== What is needed ==
Retype every one of the entries below character for character, making no changes of any kind.

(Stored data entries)

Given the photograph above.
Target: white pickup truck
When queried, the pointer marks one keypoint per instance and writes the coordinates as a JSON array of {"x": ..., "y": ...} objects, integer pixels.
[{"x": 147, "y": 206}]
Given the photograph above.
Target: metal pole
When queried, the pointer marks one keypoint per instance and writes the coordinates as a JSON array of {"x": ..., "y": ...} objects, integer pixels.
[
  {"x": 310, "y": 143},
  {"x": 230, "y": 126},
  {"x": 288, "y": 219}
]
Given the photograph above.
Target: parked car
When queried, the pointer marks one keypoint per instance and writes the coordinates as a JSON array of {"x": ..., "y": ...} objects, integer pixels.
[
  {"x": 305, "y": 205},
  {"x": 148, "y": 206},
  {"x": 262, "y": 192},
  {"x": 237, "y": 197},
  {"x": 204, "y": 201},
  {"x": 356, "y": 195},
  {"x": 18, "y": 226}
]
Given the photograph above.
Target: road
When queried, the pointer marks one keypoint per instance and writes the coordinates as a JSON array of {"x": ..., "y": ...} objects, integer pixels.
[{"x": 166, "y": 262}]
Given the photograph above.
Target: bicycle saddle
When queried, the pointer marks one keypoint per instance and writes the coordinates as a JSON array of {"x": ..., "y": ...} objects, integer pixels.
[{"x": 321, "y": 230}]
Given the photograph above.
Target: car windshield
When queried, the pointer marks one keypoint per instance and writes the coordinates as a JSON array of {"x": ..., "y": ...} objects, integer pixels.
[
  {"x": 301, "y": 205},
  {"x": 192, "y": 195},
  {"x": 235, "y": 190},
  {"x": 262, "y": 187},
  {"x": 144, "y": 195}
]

== Reply to the task ==
Given the photograph above.
Target: white pickup truck
When queried, the pointer marks one keypoint per instance and writes the coordinates as a JSON array of {"x": ..., "y": ...} objects, integer pixels.
[{"x": 147, "y": 206}]
Given the photograph above.
Target: metal pole
When queried, the pointer marks one keypoint per instance and writes the coordinates as a JSON array of {"x": ..., "y": ...} objects, integer pixels.
[
  {"x": 310, "y": 143},
  {"x": 230, "y": 126},
  {"x": 288, "y": 219}
]
Given the photograph above.
Target: parked car
When queried, the pointer marks one keypoint per instance and writes the coordinates as a JSON array of {"x": ..., "y": ...} objects, integer pixels.
[
  {"x": 305, "y": 205},
  {"x": 148, "y": 206},
  {"x": 262, "y": 192},
  {"x": 237, "y": 197},
  {"x": 204, "y": 201},
  {"x": 356, "y": 195},
  {"x": 18, "y": 226}
]
Given the photograph above.
Target: road
When queried, the pointer marks one keypoint per instance and writes the coordinates as a JSON array of {"x": ..., "y": ...} objects, integer pixels.
[{"x": 166, "y": 262}]
Given the photograph above.
Target: bicycle saddle
When queried, the pointer marks one keypoint per instance and writes the coordinates as a JSON array of {"x": ..., "y": ...} objects, integer pixels.
[{"x": 321, "y": 230}]
Given the photograph above.
Target: car windshield
When queried, the pointer marks one keypoint per instance and writes the coordinates as a JSON array of {"x": ..., "y": ...} objects, integer pixels.
[
  {"x": 301, "y": 205},
  {"x": 192, "y": 195},
  {"x": 235, "y": 190},
  {"x": 262, "y": 187},
  {"x": 144, "y": 195}
]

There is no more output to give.